- [REQUIREMENT 1]: In the Industrial Revolution text, what became a new institution when the machine took over its work?
- [REQUIREMENT 2]: Duplicate the Industrial Revolution text from "These aspects of" up to and including "vice, and poverty.".
- [REQUIREMENT 3]: According to the Industrial Revolution text, why does it seem amiss to call the movement either "industrial" or a "revolution"?

- [DOCUMENT TEXT]:
━━━━━━━━━━━━━━━━━━━━

The problem involves: first, a prevention of industrial accidents, attended as they are with great losses of productive power; and second, the devising of some legal measure to compensate the injured and innocent party for his loss.  J. O. McKinsey 1910

This “Industrial Revolution” movement has done far more than shower upon us a series of “great inventions” or bless mankind with a new technique. Appearing gradually and working indirectly it has affected our whole world of thought, of action and of institutions; it has modified our economics, our politics, our ethics, and even our religion; it has changed in nature, number, and form our baffling problems; it has written itself large in our culture. In view of its many-sidedness and the gradual way in which it has effected and is still effecting its changes, it seems amiss either to call it “industrial” or to refer to it as a “revolution.”

We look in vain for its beginnings. We know that early medievalism could have given us nothing which, even erroneously, could be called an “industrial revolution.” Before it could appear the mediaeval scheme of values had to be transformed. Desires for earthly things had to be freed from their unethical taint; a wholesome respect for the world had to be built up; man had to acquire greater reverence for his own powers and functions; people had to learn to conform to the things of this world if they would transform it. This change in the attitude toward life and its problems was intimately associated with several other lines of development.

The course of the “revolution” has been as comprehensive as its antecedents. The changes in technique are most clearly appreciated. Even here the tendency toward a “machine-process” embracing a large part of the industrial system is generally overlooked as is also the seemingly antagonistic fact that up to the present the conquest of the older system by the machine has been partial and incomplete. On the economic side, the increasing importance of capital, the rise of the “factory system,” the disappearance of “domestic industry,” the trend toward large-scale production, the separation of the laborer from the “tools of his trade,” and increasing class differentiation based upon differences in industrial functions are most clearly seen.

These aspects of the movement raise the questions of artificially controlling the tendencies inherent in the development of the machine-system, the determination of the size of the industrial entity, the social control of large aggregates of wealth such as railroads and capitalistic monopolies, the elimination of economic insecurity which alike attends labor and capital, the equities of the distribution of wealth, and the urban enigmas of overcrowding, housing, sanitation, vice, and poverty.

They reveal, too, just over the horizon the more ominous questions of property, inheritance, and the reconstruction of industrial society. The questions reveal but a single aspect of the influence of the Industrial Revolution. Political, ethical, religious, and social questions have all been involved in the general transformation of life and values. In many cases they are inseparably connected with economic problems. For instance, when the machine took over the work of the home, the latter became a new institution.

━━━━━━━━━━━━━━━━━━━━

- [DATA SECTION]:
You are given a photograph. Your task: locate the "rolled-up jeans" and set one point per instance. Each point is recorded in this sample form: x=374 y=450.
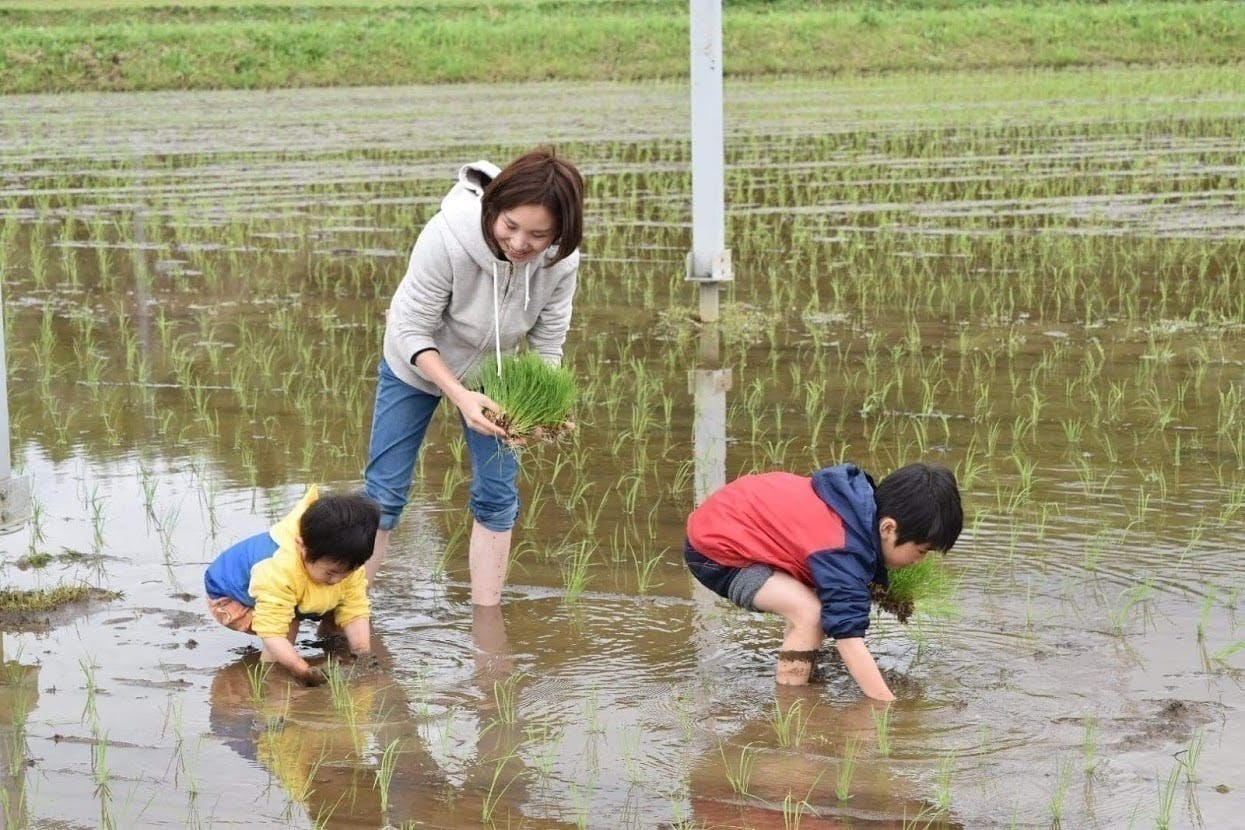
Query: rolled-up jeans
x=399 y=423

━━━━━━━━━━━━━━━━━━━━

- [EXERCISE ANSWER 1]: The home.

- [EXERCISE ANSWER 2]:
These aspects of the movement raise the questions of artificially controlling the tendencies inherent in the development of the machine-system, the determination of the size of the industrial entity, the social control of large aggregates of wealth such as railroads and capitalistic monopolies, the elimination of economic insecurity which alike attends labor and capital, the equities of the distribution of wealth, and the urban enigmas of overcrowding, housing, sanitation, vice, and poverty.

- [EXERCISE ANSWER 3]: It has many sides, having modified economics, politics, ethics and even religion rather than industry alone. It has also made its changes gradually and is still making them, so it is not a sudden revolution.